Dance celebrates the music of Thomas Adès at New York City Center.
“His music moves from here to there in a way that is at heart choreographic.” Music critic and historian James M. Keller wrote those words in a program note for “Thomas Adès: Concentric Paths—Movements in Music,” the Sadler’s Wells London’s production of four dances set to Adès scores, an event in Lincoln Center’s White Light Festival. Watching and listening during Wayne McGregor’s Outlier, Karole Armitage’s Life Story, Alexander Whitley’s The Grit in the Oyster, and Crystal Pite’s Polaris is an absorbing experience—much of it due to the music. And Adès himself was present in the performance, conducting the first and last pieces and playing piano for the two middle ones.
In line with Keller’s observation, Adès has spoken of his process the way a choreographer might speak of composing a dance: “The moment I put a note down on paper, it starts to slide around the page. And the writhing that I could see when I look at a note under the microscope, you would see with any living thing.” Not only does the fascinating music heard at the Lincoln Center performances slide and writhe, it pounces, falls silent, soars into melody, crashes; elements within it wrangle, punch each other out, and bed down together.
The nine dancers in Company Wayne McGregor perform Outlier (2010) to Adès’s 2005 three-movement Violin Concerto (“Concentric Paths”). The title of the first movement, “Rings,” inspired Lucy Carter’s design on the backdrop: concentric shaded circles of red light, whose flaming center eventually becomes dark gray. For “Paths,” the circles give way to contiguous gray columns, as if a sheet of paper, folded into an accordion had been stretched out.

::::

# To be done:
Please write the next part of the piece on the Thomas Adès dance program, picking up after its last sentence. The records have no connection to the piece on the Thomas Adès dance program.

# Dataset:
::::

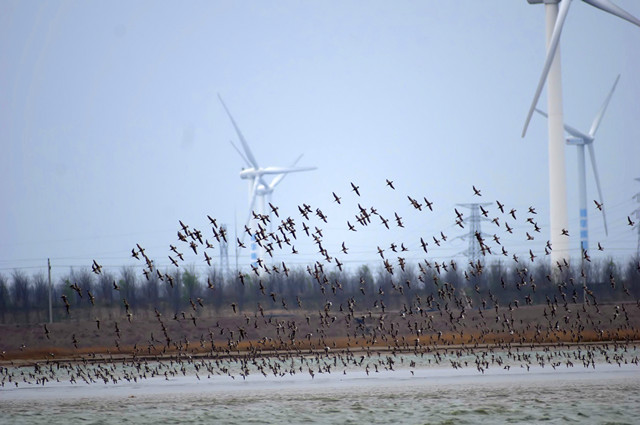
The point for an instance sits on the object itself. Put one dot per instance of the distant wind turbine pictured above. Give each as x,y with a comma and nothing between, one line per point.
259,188
555,17
579,140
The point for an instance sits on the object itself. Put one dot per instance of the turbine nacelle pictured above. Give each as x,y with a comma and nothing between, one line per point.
578,141
259,188
252,173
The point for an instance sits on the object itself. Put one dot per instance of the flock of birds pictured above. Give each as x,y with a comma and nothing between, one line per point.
430,321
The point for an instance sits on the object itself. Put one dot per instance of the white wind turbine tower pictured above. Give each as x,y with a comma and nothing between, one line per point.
580,140
556,13
259,188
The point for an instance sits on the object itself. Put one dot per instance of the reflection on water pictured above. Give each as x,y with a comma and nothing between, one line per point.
607,393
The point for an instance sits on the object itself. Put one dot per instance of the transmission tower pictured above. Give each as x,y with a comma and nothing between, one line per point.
475,251
224,253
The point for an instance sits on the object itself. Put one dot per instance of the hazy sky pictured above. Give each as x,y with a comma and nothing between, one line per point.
111,130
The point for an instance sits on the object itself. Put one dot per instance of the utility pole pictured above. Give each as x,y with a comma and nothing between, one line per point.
636,214
224,253
50,310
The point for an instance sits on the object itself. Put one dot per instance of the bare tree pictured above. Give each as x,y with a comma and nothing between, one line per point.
21,293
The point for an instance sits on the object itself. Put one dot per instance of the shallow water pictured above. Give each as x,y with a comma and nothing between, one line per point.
431,395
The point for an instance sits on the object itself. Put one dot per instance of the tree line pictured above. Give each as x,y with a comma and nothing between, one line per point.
25,298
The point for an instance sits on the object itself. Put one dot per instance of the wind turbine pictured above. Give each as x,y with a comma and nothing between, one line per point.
556,13
580,140
259,188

::::

# Output for this task:
In this work, created for New York City Ballet in 2010, the dancing is not intimately involved with the music, nor is it not not involved. Given the nature of Adés’s score, the atmosphere becomes that of a dangerous playground, in which a venturesome bunch of people wearing practice clothes and no heavy makeup advance their own agendas simultaneously, connect in risky ways, and hang around to watch what’s going on. There’s no joy in this for them; McGregor bends the classical vocabulary into a gale of flying legs and arms, with the dancers’ bodies twisting through crannies of space. The hand of William Forsythe hangs over the goings-on.
James Pett dances first alone (perhaps he is the “outlier,” isolated from the others in some way, just as the violin played by Thomas Gould is a often questing individual voice).The women—as exemplified in a duet for Daniela Neugebauer and Travis Clausen-Knight—are manhandled in ingeniously violent ways; their encounters seem neither sexual nor amorous. After a crash, answering thumps , and a blackout have brought the “Rings” section to an end, and “Paths” has begun, Pett and Clausen-Knight collaborate to do even more complex and uncomfortable things with the remarkable Neugebauer.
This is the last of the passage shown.